- EXERCISES TO COMPLETE:
**a.** In the article on passed balls and wild pitches, what metric does FanGraphs base on Bojan Koprivica's model?
**b.** Pick up the article on passed balls and wild pitches after its final sentence and keep writing it.

- SOURCE:
--- Begin ---
Recently, we overhauled our approach to how we evaluate passed balls and wild pitches here at Baseball Prospectus. It started innocently enough, as an attempt to make our data betterbehaved, but progressed to a gradual recognition that we—and as far as we can tell, plenty of others—have been taking the wrong approach to these events for quite some time. Today, we’ll talk about what we’ve learned, and how our models are much the better for it.
Background
It’s no secret that some catchers are better at blocking pitches than others. Yadier Molina seems to be pretty good at it, and Mike Zunino does not. But raw wild pitch and passed ball numbers can be unfair. The catcher, after all, is not the one throwing the pitch, and some pitching staffs are wilder than others, particularly if those pitchers like to throw certain pitches in certain places. The sabermetric community’s longstanding skepticism of official scoring has also led to the practice of combining passed balls and wild pitches for modeling purposes, even though the former are judged by the scorer to be the catcher’s fault, and the latter to be the fault of the pitcher.
As with all things sabermetric, the means of adjustment for these factors have become more sophisticated over time. At the simplest level, we could simply trust the official scorer, and assume the other factors largely balance out. A more sophisticated approach is the “With or Without You” method, which grades a catcher based on how he does without certain pitchers, or how pitchers do without various catchers. Going one step beyond, researchers have tried to identify relevant factors driving passed balls and wild pitches, incorporated them into models of “likely” passed ball/wild pitches versus “actual” such events, and then grading a catcher on the difference. FanGraphs has adopted a model created by Bojan Koprivica as the basis for its Runs per Passed Pitches (RPP) metric. (The parameters of that model appear to be proprietary, although Bojan does describe the relevant aspects). Finally, we unveiled our own blocking model last year, called “RPM WOWY”: a combination of PBWP likelihood, as determined by PitchInfo, followed by a WOWY assignment of credit among catchers and pitchers.
When we began incorporating mixed models into our catcher metrics earlier this year, we converted our catcher blocking model over as well, since it made sense to have all our catcher metrics on the same basic method. And so, throughout the 2015 season, we combined all of what we now call “errant pitches” into a linear mixed model, specified as follows in the R programming environment:
glmer(PBWP ~ log(prob) + (1pitcher) + (1catcher), family=binomial(link=’probit’)
The model was, frankly, a bit of an afterthought. We were focused more on converting RPM WOWY into our new framework rather than thinking it over from scratch. The log transformation of errant pitch probability (the former “RPM,” and the “prob” in the new blocking model) was added as much to assist convergence as anything else.
And yet, the model continued to behave somewhat erratically over the course of the season. The values were not unreasonable, but convergence continued to be an occasional problem, finally culminating in us taking it down a few weeks ago. Around the same time, we worked with August Fagerstrom, who was looking for data that would help investigate the role of R.A. Dickey in Russell Martin’s pitchblocking this year. I proceeded to run the model both with and without knuckleballs, and August wrote about the findings. The answer: Martin was terrible at blocking pitches this year even when not catching knuckleballs.
--- End ---
- RECORDS:
--- Begin ---
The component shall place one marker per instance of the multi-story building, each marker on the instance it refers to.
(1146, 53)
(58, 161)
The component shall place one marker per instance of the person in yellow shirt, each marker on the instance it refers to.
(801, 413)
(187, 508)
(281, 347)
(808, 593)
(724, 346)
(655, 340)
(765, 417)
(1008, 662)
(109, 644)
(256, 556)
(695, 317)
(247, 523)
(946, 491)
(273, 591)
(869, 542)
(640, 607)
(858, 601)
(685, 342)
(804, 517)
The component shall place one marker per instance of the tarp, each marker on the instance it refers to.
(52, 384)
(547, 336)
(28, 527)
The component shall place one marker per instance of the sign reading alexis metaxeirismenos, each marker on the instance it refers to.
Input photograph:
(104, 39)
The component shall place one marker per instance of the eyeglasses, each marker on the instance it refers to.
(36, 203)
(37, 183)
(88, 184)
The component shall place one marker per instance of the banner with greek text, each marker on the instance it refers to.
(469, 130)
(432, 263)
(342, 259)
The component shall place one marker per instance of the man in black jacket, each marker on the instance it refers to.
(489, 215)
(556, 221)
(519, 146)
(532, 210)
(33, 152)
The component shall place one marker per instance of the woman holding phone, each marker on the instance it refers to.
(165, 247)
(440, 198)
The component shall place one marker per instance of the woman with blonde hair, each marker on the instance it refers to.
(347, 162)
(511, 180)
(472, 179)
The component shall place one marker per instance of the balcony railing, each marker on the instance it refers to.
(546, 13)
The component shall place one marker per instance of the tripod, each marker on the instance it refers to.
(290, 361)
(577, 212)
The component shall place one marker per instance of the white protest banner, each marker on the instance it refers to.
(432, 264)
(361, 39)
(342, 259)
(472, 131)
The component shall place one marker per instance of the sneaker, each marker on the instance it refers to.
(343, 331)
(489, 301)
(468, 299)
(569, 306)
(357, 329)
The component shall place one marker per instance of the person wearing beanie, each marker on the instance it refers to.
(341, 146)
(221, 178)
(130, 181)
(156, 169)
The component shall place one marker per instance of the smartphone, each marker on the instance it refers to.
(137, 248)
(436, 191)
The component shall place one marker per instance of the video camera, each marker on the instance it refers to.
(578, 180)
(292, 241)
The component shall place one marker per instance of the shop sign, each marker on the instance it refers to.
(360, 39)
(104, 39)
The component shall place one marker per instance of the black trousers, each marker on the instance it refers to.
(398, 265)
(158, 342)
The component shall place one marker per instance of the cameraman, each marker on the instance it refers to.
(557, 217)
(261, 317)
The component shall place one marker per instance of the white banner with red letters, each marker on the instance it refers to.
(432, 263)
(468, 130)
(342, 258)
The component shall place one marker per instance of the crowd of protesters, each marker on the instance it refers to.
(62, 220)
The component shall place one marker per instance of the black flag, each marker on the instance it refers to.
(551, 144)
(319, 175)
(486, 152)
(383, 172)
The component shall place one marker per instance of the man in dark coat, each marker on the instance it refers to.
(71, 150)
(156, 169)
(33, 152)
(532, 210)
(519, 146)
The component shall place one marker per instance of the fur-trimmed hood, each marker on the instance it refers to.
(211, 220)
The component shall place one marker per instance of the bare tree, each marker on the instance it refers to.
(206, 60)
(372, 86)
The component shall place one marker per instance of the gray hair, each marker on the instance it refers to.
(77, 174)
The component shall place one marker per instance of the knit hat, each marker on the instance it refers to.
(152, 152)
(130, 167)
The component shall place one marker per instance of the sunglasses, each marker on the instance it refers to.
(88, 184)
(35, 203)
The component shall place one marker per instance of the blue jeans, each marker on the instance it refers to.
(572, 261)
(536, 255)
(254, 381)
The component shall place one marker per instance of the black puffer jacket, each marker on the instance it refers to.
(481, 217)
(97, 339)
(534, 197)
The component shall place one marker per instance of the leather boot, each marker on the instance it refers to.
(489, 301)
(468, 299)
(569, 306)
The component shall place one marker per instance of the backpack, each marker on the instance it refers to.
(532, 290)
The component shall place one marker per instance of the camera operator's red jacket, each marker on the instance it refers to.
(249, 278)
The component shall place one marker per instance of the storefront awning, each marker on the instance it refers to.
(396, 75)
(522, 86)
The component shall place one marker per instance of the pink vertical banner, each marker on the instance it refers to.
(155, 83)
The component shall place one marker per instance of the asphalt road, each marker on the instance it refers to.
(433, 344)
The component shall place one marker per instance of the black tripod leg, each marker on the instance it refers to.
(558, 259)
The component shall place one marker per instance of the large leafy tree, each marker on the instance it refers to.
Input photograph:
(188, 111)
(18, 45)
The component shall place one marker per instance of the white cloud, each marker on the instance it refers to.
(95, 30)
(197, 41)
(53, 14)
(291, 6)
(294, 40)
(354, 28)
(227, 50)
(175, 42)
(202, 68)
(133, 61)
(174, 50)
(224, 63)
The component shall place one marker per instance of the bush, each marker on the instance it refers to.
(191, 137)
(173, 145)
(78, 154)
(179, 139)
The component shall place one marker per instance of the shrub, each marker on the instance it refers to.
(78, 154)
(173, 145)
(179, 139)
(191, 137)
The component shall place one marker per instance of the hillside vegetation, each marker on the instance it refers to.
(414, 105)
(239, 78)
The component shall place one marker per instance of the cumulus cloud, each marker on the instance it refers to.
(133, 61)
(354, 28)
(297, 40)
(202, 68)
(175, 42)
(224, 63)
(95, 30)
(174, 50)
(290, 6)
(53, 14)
--- End ---
- WRITTEN RESPONSES:
**a.** Runs per Passed Pitches (RPP).

**b.**
All of this, combined with the conclusion of the regular season, provided good reason to dig a little deeper and start questioning not only how our models could be better specified, but also some of our core assumptions. When we did so, we were surprised at what we learned. We’ll now share those lessons with you.
Trusting the Official Scorer
As mentioned above, our model (and other recent efforts) treat passed balls and wild pitches as part of one overall population. The underlying concept is reasonable, in that a good blocking catcher can affect both categories: passed balls by not having them, and wild pitches by getting in front of balls that would otherwise head to the backstop.
But it turns out that treating passed balls and wild pitches as identical is wrong. This became increasingly clear as we studied the probability metric (prob) that we were using for errant pitches. Although the combination of pitch type and pitch location was helpful in predicting wild pitches, it was essentially useless in fitting passed balls, with a correlation of about 1 percent. In other words, passed balls have almost nothing to do with the type of pitch thrown or the location where the pitcher throws it. This makes sense, in that a pitch is generally graded as a passed ball only when the catcher has little excuse for not catching it. This also suggests that official scorers are doing a good job — or at least being conservative — in assigning passed balls to catchers.
In fact, when we started separating out the various components of the errant pitch probability metric, we found there to be only one factor, aside from the identity of the catcher, that made any difference in predicting passed balls: the knuckleball. With knuckleballs, the usual ratio of passed balls to wild pitches for other pitch types is reversed, with passed balls being the more common error. In fact, the importance of the knuckleball was significant at a level less than 2e^{16}. This, in a way, also makes sense. Passed balls are assigned when the pitch arrives at a location where the official scorer thinks an average catcher with reasonable effort could have caught the pitch. The knuckleball, of course, is unusually unpredictable, making it more likely a catcher will be fooled even by a knuckleball at “catchable” height. The significance of the knuckleball in our new passedball model confirms that this pitch remains the one “blind spot” in official scoring of passed balls. By adjusting for it in our new model, we help protect catchers from the unfairness of having to catch a knuckleballer.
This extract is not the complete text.